= EXCERPT =
This month has been an extremely busy one for me, consequently I haven’t been doing much blogging at all. Instead I’ve been involved in organising several science related events.
On August 18th, Christchurch Polytechnic Institute of Technology (CPIT) hosted “A Soupcon of Science: Creativity at the Interface of Chemistry and Cuisine” a lecture with demonstrations by Associate Professor Kent Kirshenbaum of New York University. During this event Kent, with the help of his colleague Anne McBride whipped up (literally) a saponin based dessert foam which could also be used as a cleaning agent! He also described the creation of a vegan pavlova, stretchy ice cream and mango caviar. The audience of over 100 people were very impressed with the presentation. The event was sponsored by the New Zealand Institute of Chemistry as part of celebrations of the International Year of Chemistry.

= EXCERPTED DATA =
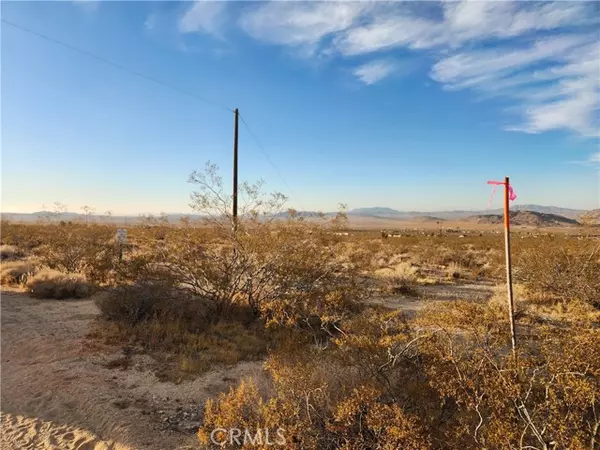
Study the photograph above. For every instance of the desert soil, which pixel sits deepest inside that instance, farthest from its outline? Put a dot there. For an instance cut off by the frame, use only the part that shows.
(58, 393)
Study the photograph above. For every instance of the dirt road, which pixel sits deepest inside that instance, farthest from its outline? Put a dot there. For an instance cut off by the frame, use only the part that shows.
(58, 393)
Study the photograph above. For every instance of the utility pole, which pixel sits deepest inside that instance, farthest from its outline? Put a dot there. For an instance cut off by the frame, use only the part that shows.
(235, 141)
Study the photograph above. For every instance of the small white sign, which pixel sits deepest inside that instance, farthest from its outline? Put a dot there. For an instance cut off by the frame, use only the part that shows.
(122, 236)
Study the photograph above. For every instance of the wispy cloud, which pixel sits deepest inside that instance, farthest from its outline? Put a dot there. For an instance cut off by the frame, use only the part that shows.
(593, 160)
(300, 24)
(88, 6)
(543, 58)
(205, 17)
(374, 71)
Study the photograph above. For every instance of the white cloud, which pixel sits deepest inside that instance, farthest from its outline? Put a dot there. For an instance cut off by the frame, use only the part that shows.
(300, 24)
(593, 160)
(541, 57)
(374, 71)
(205, 17)
(88, 6)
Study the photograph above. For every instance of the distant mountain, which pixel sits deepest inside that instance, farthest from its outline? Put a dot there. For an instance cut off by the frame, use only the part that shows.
(590, 217)
(380, 211)
(377, 212)
(530, 218)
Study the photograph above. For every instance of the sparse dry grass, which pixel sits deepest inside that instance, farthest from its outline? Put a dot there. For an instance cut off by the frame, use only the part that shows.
(344, 376)
(48, 283)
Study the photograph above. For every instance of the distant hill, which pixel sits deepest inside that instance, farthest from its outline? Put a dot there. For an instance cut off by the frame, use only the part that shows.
(427, 218)
(380, 211)
(530, 218)
(377, 212)
(590, 217)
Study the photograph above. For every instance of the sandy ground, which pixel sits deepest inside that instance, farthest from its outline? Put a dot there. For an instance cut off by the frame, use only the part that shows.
(58, 394)
(428, 295)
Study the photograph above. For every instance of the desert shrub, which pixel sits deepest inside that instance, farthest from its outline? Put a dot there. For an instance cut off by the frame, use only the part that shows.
(17, 272)
(156, 299)
(9, 252)
(446, 380)
(80, 249)
(561, 272)
(49, 283)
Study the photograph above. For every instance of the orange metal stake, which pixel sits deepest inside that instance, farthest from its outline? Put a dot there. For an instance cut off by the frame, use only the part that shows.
(513, 332)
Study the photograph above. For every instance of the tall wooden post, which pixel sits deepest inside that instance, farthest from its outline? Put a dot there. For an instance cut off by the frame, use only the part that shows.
(513, 332)
(235, 148)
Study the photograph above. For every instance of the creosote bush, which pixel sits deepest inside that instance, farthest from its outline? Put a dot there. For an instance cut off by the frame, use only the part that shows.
(562, 272)
(17, 272)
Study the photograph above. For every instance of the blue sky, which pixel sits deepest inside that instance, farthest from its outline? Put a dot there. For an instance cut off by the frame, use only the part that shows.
(408, 105)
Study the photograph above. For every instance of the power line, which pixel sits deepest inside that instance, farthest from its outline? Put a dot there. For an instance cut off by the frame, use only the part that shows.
(268, 158)
(156, 81)
(115, 65)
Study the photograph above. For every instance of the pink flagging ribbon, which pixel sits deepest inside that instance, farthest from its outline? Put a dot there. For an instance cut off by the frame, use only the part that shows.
(511, 192)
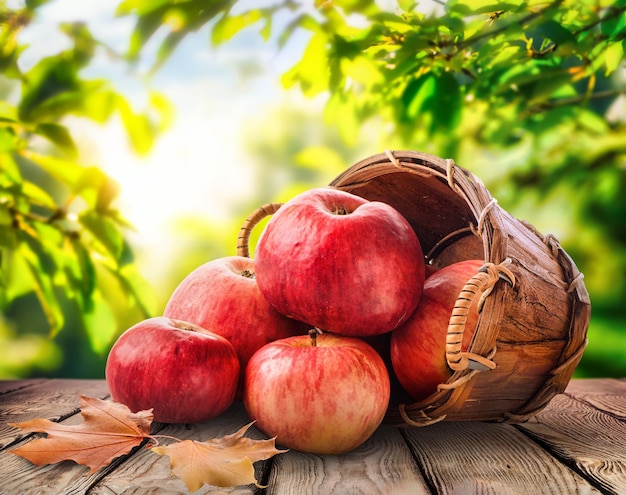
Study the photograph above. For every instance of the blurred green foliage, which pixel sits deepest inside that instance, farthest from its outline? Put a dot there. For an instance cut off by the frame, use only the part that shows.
(527, 94)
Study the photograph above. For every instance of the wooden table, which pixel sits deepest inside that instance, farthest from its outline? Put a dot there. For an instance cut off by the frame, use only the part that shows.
(576, 445)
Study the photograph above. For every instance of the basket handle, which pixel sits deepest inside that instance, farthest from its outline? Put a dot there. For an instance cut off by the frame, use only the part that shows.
(480, 285)
(243, 239)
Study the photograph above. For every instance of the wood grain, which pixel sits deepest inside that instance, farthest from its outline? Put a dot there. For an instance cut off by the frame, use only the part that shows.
(607, 395)
(52, 399)
(148, 473)
(465, 458)
(383, 465)
(574, 446)
(19, 477)
(587, 439)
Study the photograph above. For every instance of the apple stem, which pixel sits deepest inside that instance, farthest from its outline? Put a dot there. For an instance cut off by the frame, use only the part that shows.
(313, 333)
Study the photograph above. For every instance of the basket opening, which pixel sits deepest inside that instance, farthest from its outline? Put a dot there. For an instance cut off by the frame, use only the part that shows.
(440, 217)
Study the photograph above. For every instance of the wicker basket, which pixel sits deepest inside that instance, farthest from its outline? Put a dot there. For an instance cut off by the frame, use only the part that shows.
(535, 308)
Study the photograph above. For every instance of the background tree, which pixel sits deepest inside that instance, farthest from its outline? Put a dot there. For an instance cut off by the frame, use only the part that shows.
(529, 95)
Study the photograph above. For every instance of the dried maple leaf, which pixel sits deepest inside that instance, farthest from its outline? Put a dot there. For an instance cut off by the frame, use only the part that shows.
(223, 462)
(109, 430)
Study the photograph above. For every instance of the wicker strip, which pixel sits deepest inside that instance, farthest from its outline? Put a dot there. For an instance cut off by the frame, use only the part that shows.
(243, 240)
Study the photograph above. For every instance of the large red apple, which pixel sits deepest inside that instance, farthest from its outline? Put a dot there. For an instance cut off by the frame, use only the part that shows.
(341, 263)
(222, 296)
(322, 396)
(185, 373)
(418, 346)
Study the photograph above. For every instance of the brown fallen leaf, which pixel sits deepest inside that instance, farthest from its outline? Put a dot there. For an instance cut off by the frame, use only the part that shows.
(109, 430)
(223, 462)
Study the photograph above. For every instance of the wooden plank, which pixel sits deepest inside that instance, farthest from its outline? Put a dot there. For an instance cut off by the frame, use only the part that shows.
(7, 386)
(19, 476)
(489, 458)
(606, 394)
(589, 440)
(52, 399)
(383, 465)
(148, 473)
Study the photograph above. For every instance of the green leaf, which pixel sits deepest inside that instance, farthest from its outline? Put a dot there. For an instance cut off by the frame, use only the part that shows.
(105, 232)
(321, 158)
(141, 7)
(59, 135)
(100, 323)
(82, 268)
(138, 126)
(556, 32)
(229, 25)
(137, 286)
(474, 7)
(42, 269)
(64, 171)
(7, 140)
(312, 71)
(416, 94)
(51, 79)
(38, 196)
(8, 112)
(613, 56)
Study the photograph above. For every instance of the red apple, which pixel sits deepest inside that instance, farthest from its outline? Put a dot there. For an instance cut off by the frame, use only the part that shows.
(418, 346)
(185, 373)
(326, 398)
(341, 263)
(222, 296)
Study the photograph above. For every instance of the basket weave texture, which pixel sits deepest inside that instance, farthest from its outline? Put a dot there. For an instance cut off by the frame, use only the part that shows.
(535, 309)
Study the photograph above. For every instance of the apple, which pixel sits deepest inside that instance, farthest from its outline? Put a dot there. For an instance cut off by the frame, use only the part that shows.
(185, 373)
(418, 346)
(222, 296)
(341, 263)
(320, 395)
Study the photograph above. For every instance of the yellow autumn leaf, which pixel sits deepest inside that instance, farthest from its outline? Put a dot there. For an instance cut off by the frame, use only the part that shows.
(224, 462)
(108, 430)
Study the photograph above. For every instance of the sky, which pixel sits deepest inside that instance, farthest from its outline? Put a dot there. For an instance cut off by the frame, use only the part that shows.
(199, 166)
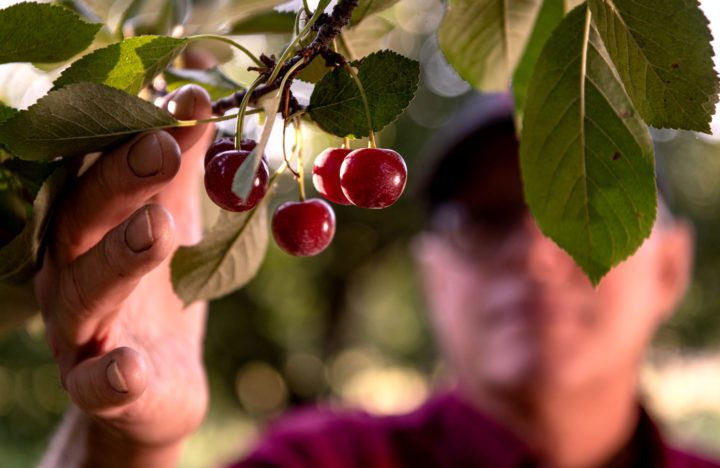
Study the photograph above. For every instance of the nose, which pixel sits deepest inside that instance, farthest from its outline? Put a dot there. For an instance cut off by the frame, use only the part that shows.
(545, 261)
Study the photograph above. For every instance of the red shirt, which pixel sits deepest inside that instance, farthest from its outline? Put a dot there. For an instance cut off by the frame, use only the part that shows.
(444, 432)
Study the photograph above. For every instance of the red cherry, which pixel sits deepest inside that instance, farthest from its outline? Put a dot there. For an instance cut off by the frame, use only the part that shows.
(304, 228)
(373, 177)
(227, 144)
(219, 175)
(326, 174)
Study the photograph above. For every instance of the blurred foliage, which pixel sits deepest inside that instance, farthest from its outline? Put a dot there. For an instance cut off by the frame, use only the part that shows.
(349, 324)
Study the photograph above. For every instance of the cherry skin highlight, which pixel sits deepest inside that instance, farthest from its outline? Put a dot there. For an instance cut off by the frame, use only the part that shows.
(303, 228)
(373, 177)
(326, 174)
(227, 144)
(219, 176)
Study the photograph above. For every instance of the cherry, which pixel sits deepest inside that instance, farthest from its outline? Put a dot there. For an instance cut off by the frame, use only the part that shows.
(373, 177)
(326, 174)
(219, 175)
(227, 144)
(304, 228)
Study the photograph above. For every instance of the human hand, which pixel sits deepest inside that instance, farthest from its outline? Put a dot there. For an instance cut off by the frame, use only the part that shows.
(129, 355)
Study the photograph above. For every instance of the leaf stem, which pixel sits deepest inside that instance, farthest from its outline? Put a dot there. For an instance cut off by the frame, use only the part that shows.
(192, 123)
(366, 104)
(345, 46)
(227, 40)
(242, 112)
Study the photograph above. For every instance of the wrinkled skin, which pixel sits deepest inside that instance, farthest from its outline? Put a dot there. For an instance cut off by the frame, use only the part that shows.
(129, 355)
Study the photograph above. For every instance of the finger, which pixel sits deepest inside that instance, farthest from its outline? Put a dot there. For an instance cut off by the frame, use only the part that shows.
(102, 383)
(191, 102)
(117, 185)
(94, 286)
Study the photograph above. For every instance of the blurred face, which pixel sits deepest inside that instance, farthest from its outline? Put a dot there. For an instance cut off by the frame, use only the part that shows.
(513, 312)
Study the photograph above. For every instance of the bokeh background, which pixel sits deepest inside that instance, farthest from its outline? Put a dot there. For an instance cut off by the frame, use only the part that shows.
(348, 327)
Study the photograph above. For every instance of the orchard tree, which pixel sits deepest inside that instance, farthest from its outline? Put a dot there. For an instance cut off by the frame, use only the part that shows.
(587, 78)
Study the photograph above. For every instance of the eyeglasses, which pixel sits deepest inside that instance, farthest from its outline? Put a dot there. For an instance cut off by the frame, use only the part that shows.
(480, 230)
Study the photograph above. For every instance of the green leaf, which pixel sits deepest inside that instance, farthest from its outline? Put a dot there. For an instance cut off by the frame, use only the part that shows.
(267, 22)
(484, 39)
(77, 119)
(367, 8)
(226, 259)
(34, 32)
(128, 65)
(6, 112)
(662, 52)
(586, 156)
(19, 304)
(19, 258)
(215, 82)
(390, 81)
(367, 37)
(31, 174)
(550, 15)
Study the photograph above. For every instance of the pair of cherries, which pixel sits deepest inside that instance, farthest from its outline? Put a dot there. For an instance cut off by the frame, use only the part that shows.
(370, 178)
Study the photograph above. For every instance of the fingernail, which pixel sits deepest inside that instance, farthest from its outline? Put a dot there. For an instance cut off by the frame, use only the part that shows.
(138, 233)
(146, 156)
(116, 379)
(182, 106)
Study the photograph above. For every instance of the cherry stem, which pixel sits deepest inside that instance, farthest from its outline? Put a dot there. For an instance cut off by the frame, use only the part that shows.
(241, 113)
(298, 152)
(285, 157)
(227, 40)
(356, 78)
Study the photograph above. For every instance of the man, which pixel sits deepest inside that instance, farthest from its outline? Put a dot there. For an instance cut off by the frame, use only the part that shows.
(545, 366)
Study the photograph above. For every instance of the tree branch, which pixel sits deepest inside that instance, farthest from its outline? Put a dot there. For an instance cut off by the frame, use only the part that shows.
(327, 27)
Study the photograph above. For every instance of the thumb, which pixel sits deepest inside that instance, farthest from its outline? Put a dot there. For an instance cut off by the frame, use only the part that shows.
(100, 384)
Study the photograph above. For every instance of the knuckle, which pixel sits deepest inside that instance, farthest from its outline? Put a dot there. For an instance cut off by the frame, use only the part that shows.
(72, 293)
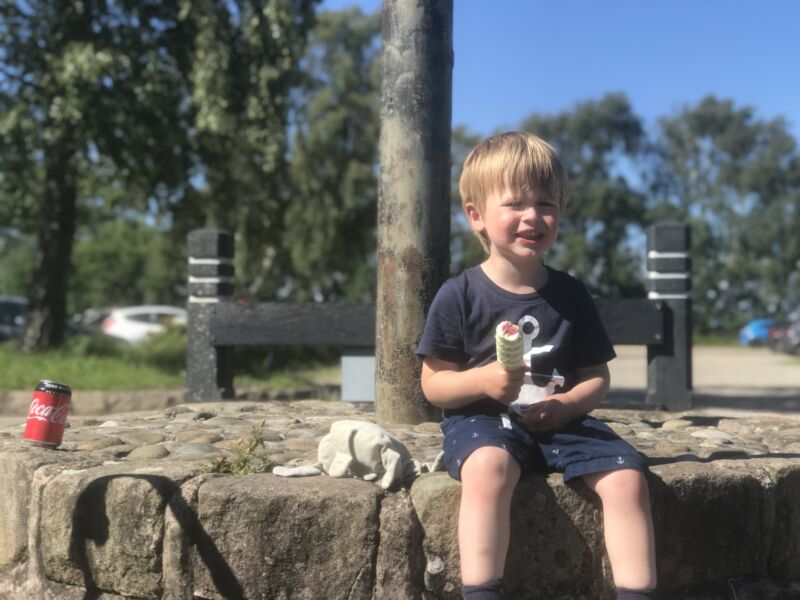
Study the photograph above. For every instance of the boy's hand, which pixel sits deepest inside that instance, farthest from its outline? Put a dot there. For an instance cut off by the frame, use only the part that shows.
(550, 414)
(502, 385)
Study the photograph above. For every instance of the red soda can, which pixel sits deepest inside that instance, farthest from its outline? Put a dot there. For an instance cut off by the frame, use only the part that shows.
(47, 415)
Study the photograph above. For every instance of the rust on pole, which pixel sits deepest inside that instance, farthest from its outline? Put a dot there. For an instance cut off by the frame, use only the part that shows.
(413, 196)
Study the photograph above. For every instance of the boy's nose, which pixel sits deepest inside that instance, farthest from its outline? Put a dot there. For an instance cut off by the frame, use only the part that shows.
(530, 214)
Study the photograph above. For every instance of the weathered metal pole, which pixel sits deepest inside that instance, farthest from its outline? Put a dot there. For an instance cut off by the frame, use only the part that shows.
(669, 280)
(413, 196)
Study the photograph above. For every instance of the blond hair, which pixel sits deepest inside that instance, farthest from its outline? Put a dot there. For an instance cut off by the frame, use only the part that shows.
(516, 160)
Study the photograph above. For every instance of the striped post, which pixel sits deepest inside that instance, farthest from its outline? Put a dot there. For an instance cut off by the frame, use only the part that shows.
(669, 364)
(209, 369)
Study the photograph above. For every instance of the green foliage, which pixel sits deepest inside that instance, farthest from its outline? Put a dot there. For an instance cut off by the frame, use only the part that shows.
(735, 179)
(329, 232)
(593, 140)
(93, 370)
(250, 457)
(125, 262)
(17, 260)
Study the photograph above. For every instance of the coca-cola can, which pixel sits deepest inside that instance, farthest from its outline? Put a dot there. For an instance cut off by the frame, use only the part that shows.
(47, 415)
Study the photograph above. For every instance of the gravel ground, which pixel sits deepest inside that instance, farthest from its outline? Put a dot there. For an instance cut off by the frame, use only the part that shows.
(727, 380)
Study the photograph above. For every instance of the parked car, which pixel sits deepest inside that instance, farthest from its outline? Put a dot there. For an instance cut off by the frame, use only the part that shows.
(791, 340)
(756, 332)
(135, 323)
(89, 320)
(13, 310)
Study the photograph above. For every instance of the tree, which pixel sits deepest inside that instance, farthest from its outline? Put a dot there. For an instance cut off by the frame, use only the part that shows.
(736, 179)
(599, 143)
(465, 249)
(114, 106)
(329, 230)
(83, 87)
(245, 68)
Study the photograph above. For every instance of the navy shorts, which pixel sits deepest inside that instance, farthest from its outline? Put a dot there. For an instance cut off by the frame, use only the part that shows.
(583, 447)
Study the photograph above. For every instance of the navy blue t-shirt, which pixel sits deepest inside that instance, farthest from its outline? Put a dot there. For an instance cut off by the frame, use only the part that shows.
(561, 327)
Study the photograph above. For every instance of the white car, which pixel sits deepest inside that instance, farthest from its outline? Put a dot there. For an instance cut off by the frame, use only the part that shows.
(135, 323)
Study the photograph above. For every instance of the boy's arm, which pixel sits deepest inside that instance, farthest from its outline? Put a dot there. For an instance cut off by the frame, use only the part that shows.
(447, 385)
(556, 411)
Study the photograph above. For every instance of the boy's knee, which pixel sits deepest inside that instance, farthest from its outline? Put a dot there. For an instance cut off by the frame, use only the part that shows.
(490, 468)
(624, 485)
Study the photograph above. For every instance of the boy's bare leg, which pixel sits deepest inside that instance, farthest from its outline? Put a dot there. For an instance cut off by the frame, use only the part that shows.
(488, 478)
(628, 526)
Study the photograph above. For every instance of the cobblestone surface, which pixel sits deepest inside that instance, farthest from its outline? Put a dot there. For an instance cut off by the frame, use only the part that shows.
(292, 429)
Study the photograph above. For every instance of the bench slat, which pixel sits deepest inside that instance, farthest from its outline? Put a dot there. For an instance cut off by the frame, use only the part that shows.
(636, 321)
(628, 321)
(294, 324)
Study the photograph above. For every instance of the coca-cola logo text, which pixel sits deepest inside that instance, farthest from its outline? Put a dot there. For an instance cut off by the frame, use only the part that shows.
(48, 413)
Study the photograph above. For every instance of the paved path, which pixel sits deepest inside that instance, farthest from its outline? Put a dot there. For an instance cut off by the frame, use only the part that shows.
(726, 379)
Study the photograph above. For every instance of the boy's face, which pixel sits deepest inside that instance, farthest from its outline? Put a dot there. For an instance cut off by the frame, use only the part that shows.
(519, 225)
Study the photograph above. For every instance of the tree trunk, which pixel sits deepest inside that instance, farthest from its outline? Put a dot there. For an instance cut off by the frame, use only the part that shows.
(413, 196)
(47, 296)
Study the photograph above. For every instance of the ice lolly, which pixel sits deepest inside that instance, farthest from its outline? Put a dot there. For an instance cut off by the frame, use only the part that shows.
(508, 341)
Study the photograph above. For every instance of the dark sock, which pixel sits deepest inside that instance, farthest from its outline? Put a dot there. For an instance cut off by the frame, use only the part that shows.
(626, 594)
(491, 590)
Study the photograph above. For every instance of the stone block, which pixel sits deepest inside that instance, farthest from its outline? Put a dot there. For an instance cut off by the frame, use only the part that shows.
(784, 559)
(103, 528)
(556, 547)
(268, 537)
(16, 474)
(713, 522)
(400, 563)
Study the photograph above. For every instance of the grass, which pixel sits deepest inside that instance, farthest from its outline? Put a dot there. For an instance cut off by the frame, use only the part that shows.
(22, 371)
(250, 457)
(101, 363)
(715, 339)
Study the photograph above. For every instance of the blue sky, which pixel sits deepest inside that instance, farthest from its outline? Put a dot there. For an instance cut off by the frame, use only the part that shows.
(515, 57)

= REQUIRED TASKS =
A. According to the post, why hasn't the writer been doing much blogging this month?
B. In the post, transcribe the words from "This month has" to "science related events.".

= TASK-BY-TASK ANSWERS =
A. The month has been an extremely busy one for the writer, who has been organizing several science-related events instead.

B.
This month has been an extremely busy one for me, consequently I haven’t been doing much blogging at all. Instead I’ve been involved in organising several science related events.